* [Aim of the exercise] Your answer should hold the data exactly as given, minus any picture.

··· Data to use

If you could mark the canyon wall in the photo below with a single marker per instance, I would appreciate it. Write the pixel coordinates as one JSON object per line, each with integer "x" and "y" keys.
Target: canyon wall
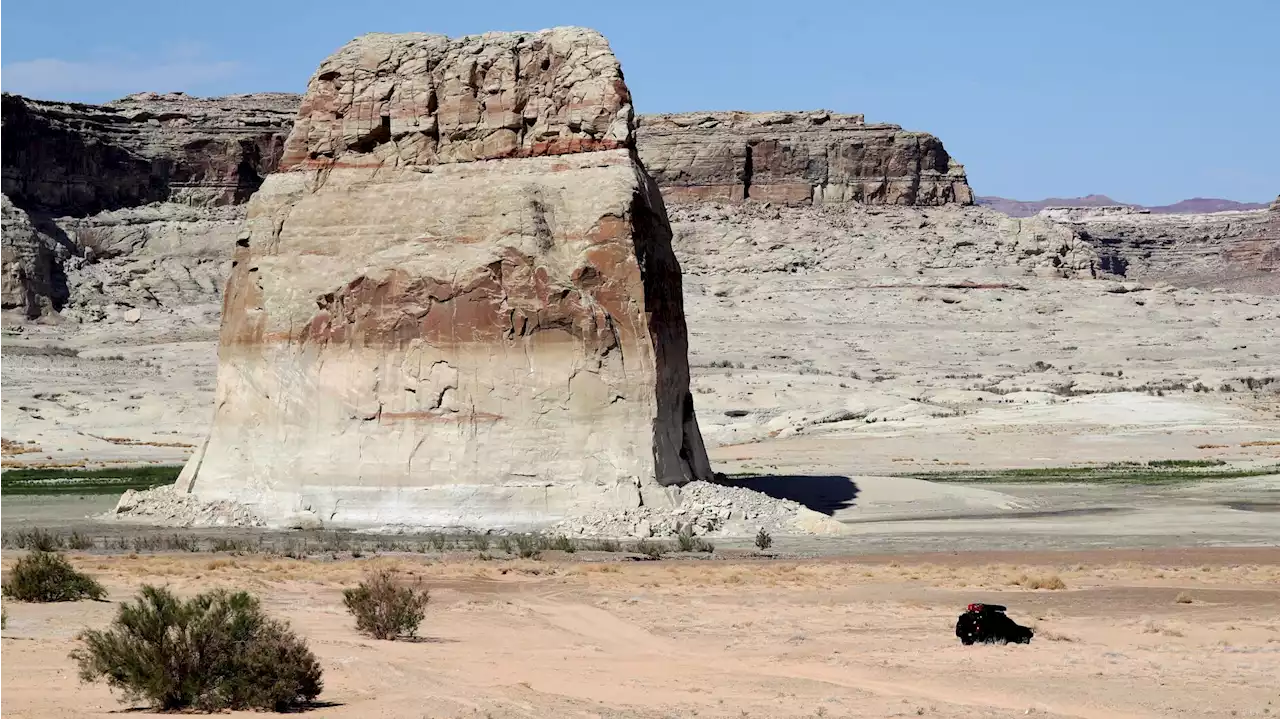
{"x": 1238, "y": 251}
{"x": 131, "y": 204}
{"x": 456, "y": 303}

······

* [Solution below]
If you could mark the canyon wall in the photo below with a single marker per instance, I would appreciate it. Write the pixel coordinates as one JSON object per line, each with integer "x" and "y" keys.
Target: canyon wall
{"x": 1238, "y": 251}
{"x": 131, "y": 204}
{"x": 456, "y": 303}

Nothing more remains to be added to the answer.